- Instrucción 1: Según el fragmento sobre la proposición LXII del Syllabus, ¿en qué alocución pontificia fue condenada también esa proposición y en qué fecha se pronunció?

- Fragmento para leer:
.....
VACANTIS APOSTOLICAE SEDIS

"Quod si ex Ecclesiae voluntate et praescripto eadem aliquando fuerit necessaria ad valorem quoque." "Ipsum Suprema Nostra auctoritate nullum et irritum declaramus."

EL LLAMADO PRINCIPIO DE NO INTERVENCIÓN ES INJUSTO Y HERÉTICO


P. José Fernández Montaña
El Syllabus de Pio IX.,
con la explicación debida y la defensa científica de la condenación de sus ochenta proposiciones
1905

El llamado principio de no intervención es injusto
PROPOSICIÓN LXII del SYLLABUS

Dice en castellano:
"Se debe proclamar y observar el principio que llaman de no intervención." 

Condenada, asimismo, fue esta proposición en la Alocución pontificia Novos et ante, que pronunció también Pío IX en 28 de Septiembre de 1860. 

Consiguientemente a tan soberana reprobación, la tesis sexagésimasegunda del Syllabus en sentido católico verdadero ha de predicarse así: No se debe proclamar, ni guardar el principio llamado de no intervención.
.....
- Algunas filas:
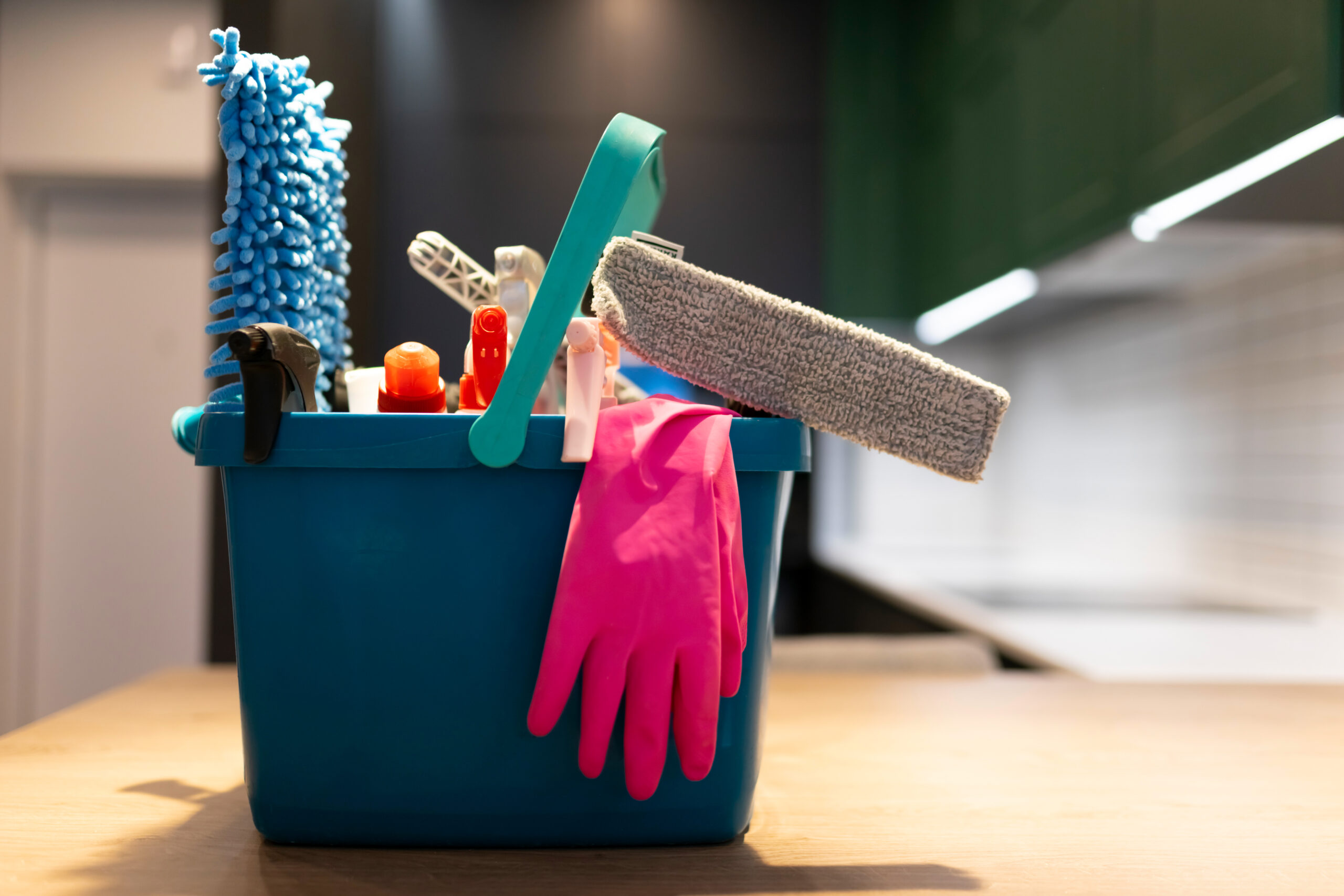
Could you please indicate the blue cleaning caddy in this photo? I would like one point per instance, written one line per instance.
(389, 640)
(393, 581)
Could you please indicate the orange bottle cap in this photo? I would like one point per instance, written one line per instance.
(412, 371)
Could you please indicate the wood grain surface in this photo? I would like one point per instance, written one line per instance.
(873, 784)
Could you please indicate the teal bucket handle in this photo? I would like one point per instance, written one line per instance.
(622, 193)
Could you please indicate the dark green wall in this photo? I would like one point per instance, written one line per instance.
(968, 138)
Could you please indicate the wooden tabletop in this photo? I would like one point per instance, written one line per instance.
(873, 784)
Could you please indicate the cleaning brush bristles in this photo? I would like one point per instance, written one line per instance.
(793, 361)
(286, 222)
.....
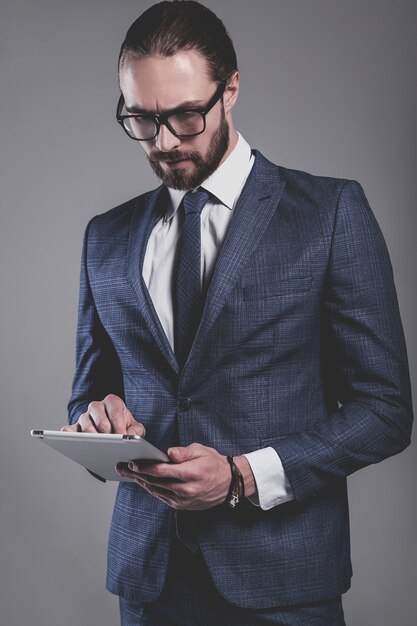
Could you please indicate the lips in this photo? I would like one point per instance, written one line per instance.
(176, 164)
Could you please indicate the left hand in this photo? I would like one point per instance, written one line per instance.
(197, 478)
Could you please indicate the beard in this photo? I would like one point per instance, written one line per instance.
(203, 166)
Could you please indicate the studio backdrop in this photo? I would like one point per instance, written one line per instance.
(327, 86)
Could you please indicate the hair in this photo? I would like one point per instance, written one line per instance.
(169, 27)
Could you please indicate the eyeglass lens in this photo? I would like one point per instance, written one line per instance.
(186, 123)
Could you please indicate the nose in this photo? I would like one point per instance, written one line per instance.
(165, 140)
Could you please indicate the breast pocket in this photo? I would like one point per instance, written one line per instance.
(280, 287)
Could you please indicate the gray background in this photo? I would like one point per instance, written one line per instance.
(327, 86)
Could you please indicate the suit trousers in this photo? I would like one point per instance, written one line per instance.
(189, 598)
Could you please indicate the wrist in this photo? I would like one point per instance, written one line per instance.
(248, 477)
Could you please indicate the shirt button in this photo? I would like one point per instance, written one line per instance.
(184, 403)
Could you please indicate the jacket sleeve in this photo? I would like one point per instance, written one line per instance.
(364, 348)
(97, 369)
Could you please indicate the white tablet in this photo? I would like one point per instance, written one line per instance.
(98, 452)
.....
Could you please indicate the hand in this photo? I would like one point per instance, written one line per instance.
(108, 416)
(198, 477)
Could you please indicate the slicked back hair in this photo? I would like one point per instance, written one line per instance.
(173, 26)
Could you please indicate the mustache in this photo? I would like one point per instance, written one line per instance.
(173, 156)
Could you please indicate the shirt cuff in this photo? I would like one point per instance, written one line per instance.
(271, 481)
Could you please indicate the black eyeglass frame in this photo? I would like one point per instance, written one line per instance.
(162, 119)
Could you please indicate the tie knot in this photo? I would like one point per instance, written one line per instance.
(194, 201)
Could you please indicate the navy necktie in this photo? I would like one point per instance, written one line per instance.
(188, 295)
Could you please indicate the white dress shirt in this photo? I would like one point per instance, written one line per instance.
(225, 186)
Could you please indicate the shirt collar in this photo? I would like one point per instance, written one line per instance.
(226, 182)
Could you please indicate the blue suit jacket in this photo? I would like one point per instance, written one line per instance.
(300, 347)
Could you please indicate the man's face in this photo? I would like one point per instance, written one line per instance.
.....
- Instrucción 2: Localice en las filas todas las líneas que contengan la palabra "hair" y cópielas.

- Respuesta completa 1: En la alocución Novos et ante, pronunciada por Pío IX el 28 de septiembre de 1860.

- Respuesta completa 2:
Could you please indicate the hair in this photo? I would like one point per instance, written one line per instance.
Could you please indicate the slicked back hair in this photo? I would like one point per instance, written one line per instance.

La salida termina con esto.